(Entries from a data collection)
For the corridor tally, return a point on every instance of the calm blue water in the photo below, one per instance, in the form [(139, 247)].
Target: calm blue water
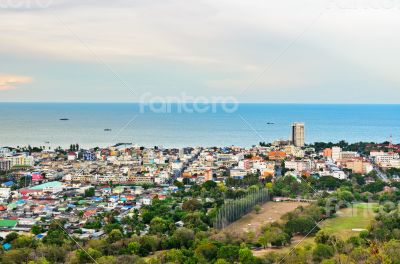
[(35, 123)]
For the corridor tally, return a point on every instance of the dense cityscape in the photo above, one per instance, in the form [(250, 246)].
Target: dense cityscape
[(157, 205)]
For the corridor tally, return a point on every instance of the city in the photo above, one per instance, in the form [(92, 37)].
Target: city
[(81, 187)]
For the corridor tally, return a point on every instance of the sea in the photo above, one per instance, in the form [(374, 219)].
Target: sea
[(177, 125)]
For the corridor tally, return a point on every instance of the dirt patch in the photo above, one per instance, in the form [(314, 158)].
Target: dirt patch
[(270, 212)]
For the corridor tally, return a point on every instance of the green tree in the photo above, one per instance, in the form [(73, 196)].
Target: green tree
[(36, 229), (246, 256)]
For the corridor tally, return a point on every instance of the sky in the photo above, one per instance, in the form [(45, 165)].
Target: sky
[(303, 51)]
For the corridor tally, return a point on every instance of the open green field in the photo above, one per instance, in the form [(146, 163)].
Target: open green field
[(348, 220), (343, 225)]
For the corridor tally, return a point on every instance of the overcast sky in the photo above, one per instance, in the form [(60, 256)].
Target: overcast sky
[(256, 51)]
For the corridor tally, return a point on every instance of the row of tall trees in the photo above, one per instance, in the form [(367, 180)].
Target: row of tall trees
[(235, 209)]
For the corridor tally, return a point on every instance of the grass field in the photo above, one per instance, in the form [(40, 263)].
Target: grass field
[(343, 225), (349, 221), (270, 212)]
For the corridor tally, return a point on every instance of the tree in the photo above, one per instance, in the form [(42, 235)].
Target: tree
[(274, 236), (114, 236), (89, 192), (246, 256), (257, 208), (158, 226), (191, 205), (184, 236), (229, 253), (174, 256), (134, 247)]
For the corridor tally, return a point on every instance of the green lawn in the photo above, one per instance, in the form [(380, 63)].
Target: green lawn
[(357, 217)]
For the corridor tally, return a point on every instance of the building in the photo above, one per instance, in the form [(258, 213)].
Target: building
[(327, 153), (298, 134), (336, 153), (5, 165)]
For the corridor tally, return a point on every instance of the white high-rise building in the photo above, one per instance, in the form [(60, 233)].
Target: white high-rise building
[(298, 134), (336, 153)]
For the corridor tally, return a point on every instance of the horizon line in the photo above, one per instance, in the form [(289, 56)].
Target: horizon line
[(191, 102)]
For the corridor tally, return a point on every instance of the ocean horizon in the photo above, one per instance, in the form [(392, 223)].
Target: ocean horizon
[(172, 125)]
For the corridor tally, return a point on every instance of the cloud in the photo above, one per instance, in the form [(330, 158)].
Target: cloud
[(8, 82)]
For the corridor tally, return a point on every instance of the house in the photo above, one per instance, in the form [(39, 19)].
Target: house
[(6, 224)]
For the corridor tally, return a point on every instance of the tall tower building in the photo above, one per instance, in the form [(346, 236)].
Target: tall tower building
[(298, 134)]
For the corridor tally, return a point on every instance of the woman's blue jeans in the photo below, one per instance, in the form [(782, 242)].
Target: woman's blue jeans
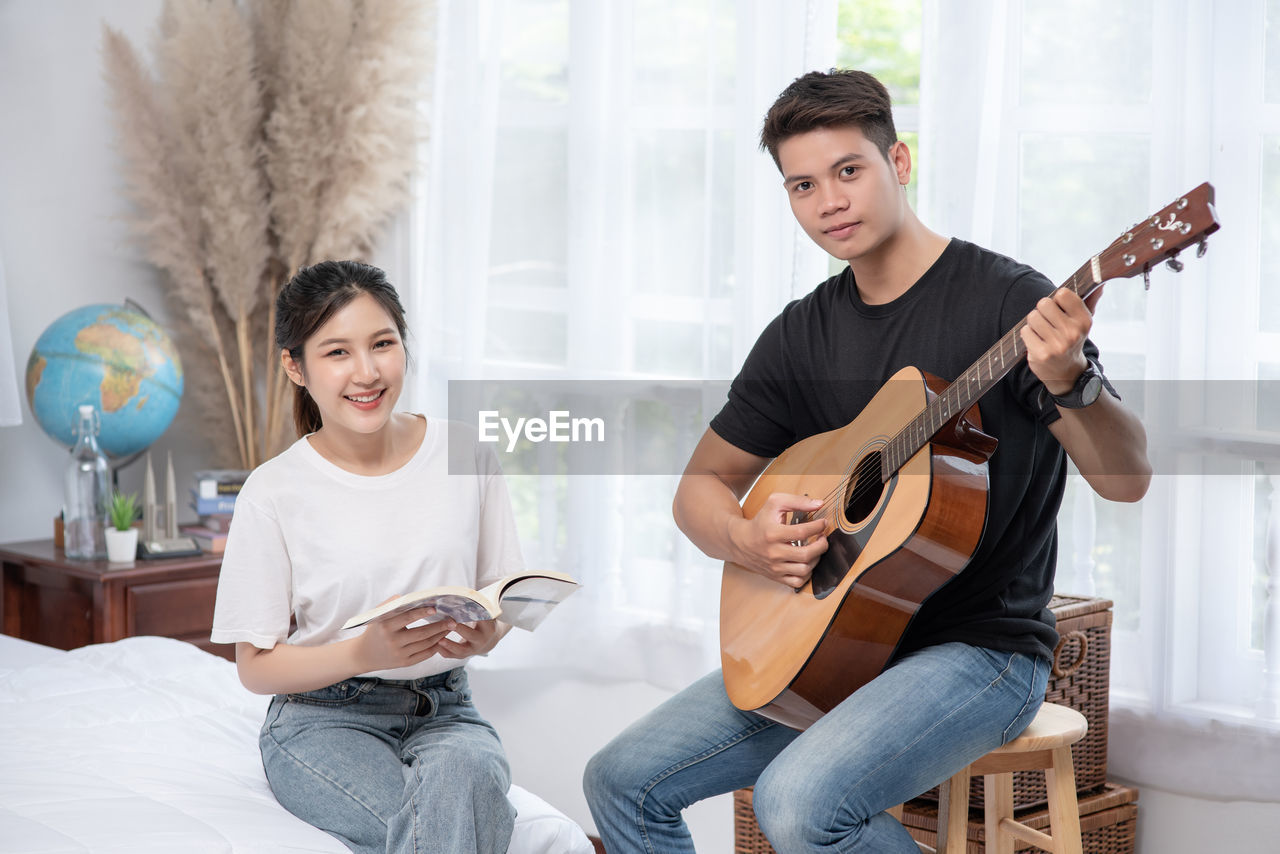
[(391, 766), (824, 789)]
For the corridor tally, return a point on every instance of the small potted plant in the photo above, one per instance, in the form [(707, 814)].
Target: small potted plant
[(122, 537)]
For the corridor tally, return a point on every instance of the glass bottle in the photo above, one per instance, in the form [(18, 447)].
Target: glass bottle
[(88, 491)]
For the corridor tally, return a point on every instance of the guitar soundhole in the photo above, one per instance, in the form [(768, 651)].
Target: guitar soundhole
[(864, 489)]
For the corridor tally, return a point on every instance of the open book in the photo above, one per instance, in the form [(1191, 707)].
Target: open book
[(521, 599)]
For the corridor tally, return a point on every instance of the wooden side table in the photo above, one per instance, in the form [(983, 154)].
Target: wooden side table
[(58, 602)]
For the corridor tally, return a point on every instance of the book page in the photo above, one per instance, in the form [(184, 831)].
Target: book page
[(457, 604), (525, 603)]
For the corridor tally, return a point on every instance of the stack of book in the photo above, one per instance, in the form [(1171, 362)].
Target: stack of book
[(214, 499)]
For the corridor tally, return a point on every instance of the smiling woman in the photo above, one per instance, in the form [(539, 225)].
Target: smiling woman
[(368, 503)]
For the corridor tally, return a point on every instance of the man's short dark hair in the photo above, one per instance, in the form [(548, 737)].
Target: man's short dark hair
[(841, 97)]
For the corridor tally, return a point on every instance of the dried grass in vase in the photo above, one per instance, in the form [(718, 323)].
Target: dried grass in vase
[(273, 135)]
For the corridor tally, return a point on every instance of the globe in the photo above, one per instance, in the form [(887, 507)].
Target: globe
[(115, 359)]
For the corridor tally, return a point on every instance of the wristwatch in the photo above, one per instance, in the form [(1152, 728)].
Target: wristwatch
[(1086, 391)]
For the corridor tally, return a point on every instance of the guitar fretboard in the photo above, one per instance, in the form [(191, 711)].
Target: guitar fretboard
[(970, 386)]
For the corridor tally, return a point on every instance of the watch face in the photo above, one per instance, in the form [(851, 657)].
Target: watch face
[(1092, 388)]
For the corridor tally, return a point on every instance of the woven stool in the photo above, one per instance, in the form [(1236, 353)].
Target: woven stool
[(1045, 745)]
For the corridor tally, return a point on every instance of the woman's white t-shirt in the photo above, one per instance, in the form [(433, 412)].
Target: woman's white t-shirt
[(319, 543)]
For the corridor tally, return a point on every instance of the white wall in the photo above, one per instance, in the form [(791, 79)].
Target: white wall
[(64, 246), (62, 233)]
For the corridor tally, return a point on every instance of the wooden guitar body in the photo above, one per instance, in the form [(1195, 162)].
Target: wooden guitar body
[(795, 654)]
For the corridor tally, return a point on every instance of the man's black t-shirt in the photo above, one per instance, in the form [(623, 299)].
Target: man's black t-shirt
[(818, 364)]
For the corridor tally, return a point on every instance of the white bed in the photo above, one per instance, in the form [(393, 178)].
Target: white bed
[(149, 745)]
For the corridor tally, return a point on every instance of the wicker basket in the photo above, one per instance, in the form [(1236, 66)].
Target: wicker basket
[(1109, 822), (1082, 680), (748, 836)]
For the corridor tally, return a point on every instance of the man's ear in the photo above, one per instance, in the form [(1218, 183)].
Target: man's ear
[(900, 158), (292, 369)]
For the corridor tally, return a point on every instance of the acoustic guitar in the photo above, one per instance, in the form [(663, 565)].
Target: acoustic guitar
[(904, 489)]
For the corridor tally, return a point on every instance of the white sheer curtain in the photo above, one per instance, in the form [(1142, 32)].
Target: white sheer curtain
[(597, 210), (10, 411), (1075, 122)]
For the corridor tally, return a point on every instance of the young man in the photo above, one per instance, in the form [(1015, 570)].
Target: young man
[(972, 668)]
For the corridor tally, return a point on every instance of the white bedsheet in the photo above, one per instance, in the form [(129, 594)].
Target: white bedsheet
[(149, 745)]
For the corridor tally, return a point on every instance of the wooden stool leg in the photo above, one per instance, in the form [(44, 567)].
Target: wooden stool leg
[(954, 813), (1064, 811), (999, 800)]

=== Stated goal ===
Copy everything from the line containing "form [(60, 256)]." down to the line containing "[(256, 51)]", replacing "overcast" with "cloudy" and leaving all else unchanged.

=== Expected output ===
For the corridor tally, return a point on every instance of the cloudy sky in the photo above, one per instance, in the form [(60, 256)].
Target: cloudy sky
[(256, 51)]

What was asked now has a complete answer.